::: Input records
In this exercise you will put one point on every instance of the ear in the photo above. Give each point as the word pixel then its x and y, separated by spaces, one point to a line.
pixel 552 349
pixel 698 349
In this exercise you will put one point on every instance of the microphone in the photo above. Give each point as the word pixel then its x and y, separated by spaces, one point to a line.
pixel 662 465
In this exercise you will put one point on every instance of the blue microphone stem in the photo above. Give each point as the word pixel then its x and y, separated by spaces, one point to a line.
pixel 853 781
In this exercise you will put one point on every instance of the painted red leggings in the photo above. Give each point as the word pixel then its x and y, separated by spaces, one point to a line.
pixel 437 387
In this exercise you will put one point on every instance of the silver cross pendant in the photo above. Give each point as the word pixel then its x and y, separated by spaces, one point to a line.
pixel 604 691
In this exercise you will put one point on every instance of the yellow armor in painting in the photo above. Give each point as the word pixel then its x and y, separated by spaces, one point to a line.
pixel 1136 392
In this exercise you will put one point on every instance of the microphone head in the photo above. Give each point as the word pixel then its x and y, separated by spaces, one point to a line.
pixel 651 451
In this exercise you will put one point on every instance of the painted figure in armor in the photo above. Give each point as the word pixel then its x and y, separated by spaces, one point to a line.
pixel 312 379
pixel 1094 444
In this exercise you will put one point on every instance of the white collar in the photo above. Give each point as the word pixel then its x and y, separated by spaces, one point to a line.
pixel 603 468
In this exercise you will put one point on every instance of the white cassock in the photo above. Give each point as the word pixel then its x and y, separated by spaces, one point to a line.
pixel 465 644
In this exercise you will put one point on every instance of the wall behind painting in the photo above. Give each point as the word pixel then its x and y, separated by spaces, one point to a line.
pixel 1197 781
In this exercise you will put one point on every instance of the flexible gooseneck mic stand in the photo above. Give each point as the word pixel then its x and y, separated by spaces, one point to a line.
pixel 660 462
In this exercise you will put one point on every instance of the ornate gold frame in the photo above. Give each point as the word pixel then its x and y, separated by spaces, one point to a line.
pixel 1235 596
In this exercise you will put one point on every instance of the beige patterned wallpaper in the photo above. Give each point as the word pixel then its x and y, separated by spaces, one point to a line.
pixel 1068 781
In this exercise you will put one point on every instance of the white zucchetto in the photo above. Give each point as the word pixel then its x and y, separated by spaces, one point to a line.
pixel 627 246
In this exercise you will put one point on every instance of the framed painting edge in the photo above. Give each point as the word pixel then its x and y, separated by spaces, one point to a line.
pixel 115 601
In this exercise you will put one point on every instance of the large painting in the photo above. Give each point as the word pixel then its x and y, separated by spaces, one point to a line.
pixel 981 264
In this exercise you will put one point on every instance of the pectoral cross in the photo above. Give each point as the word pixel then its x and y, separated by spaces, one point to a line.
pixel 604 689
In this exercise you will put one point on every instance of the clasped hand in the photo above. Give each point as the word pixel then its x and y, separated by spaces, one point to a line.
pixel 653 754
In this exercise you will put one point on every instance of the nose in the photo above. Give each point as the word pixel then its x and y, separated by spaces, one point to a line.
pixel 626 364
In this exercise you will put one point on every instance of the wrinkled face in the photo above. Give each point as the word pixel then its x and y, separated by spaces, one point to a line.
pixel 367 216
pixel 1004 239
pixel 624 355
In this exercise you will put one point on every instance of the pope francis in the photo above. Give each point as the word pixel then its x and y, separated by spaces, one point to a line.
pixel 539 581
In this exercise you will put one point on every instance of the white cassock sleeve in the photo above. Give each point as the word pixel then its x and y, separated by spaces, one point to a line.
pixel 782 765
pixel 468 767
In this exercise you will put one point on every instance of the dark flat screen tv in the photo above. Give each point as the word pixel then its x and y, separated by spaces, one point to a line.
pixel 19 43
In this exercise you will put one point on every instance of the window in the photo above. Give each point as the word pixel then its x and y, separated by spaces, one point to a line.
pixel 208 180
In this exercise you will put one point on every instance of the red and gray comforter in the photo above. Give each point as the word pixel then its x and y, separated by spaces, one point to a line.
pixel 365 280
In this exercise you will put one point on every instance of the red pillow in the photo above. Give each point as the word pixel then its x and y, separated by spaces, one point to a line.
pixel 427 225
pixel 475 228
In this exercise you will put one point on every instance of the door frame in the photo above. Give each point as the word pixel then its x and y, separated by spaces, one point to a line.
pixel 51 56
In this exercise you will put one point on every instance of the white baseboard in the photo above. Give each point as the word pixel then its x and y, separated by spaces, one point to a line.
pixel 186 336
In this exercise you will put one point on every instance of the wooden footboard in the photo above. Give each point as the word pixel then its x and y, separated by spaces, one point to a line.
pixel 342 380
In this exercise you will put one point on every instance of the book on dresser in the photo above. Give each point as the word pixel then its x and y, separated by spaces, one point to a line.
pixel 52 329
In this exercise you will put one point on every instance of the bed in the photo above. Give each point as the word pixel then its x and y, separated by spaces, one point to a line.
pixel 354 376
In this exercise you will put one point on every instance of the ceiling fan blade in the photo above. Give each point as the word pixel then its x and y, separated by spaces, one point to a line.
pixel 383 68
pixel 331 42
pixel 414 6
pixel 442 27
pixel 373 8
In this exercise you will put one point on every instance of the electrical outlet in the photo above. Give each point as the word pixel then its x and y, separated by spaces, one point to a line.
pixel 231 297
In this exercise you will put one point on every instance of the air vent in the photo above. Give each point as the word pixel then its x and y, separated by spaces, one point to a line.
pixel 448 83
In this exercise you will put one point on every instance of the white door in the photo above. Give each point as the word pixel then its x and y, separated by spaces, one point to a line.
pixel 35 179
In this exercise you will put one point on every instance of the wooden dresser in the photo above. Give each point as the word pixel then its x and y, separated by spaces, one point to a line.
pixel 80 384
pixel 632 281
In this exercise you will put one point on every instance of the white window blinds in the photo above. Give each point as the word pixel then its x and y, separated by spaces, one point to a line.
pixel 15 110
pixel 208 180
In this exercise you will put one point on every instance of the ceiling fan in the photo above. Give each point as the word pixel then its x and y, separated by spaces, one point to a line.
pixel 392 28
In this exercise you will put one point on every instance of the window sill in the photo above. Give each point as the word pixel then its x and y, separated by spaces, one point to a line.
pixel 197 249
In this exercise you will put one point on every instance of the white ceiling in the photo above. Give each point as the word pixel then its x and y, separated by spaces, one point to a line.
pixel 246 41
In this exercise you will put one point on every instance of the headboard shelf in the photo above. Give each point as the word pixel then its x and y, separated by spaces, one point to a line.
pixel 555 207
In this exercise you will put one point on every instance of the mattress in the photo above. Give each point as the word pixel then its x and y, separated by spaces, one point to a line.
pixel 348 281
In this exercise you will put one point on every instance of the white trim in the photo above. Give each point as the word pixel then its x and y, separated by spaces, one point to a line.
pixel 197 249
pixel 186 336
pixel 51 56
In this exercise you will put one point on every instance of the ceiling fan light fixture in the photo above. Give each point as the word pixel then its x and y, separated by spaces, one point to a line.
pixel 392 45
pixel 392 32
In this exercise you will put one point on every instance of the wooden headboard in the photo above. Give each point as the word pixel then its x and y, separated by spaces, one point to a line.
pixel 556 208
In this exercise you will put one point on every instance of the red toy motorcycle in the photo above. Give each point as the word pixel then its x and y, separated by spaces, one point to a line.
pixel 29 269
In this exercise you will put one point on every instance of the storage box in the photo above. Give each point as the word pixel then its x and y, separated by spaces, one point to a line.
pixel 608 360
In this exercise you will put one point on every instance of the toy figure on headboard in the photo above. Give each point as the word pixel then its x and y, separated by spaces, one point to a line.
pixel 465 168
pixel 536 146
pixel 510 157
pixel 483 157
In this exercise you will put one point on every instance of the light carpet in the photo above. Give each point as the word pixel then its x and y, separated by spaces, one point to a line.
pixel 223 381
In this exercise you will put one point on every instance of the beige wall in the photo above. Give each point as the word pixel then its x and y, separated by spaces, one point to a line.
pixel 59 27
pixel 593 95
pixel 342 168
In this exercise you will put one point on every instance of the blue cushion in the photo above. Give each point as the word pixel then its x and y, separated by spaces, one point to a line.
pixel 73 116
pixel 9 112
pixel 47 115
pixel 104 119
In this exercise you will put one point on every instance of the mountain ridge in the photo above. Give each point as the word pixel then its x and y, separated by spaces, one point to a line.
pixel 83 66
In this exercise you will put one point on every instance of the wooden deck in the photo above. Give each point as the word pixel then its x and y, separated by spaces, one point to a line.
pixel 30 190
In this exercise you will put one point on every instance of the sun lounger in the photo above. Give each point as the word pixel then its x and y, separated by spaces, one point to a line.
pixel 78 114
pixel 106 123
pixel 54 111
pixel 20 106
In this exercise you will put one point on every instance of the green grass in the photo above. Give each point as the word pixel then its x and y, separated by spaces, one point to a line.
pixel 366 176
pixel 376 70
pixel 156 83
::::::
__What you have to do__.
Give the stretch of the material from the line containing "the wooden deck" through the end as a numbered list, leaving out any blank lines.

__Solution to this problem__.
1. In this exercise you will put one point on every instance of the wooden deck in the photo above. Give each point as the word pixel then its x and y, separated by spaces, one point to a line.
2. pixel 30 190
3. In this exercise you will put one point on every instance of the sun lounger in the photo above. Give each point as the word pixel then its x and y, separated by spaces, one point to a line.
4. pixel 78 114
5. pixel 106 123
6. pixel 54 111
7. pixel 20 106
8. In this exercise you will put one point on every instance of the green grass in the photo above. Give each point as the word pixel then its x and y, separated by spaces, one point to a line.
9. pixel 366 176
10. pixel 376 70
11. pixel 156 83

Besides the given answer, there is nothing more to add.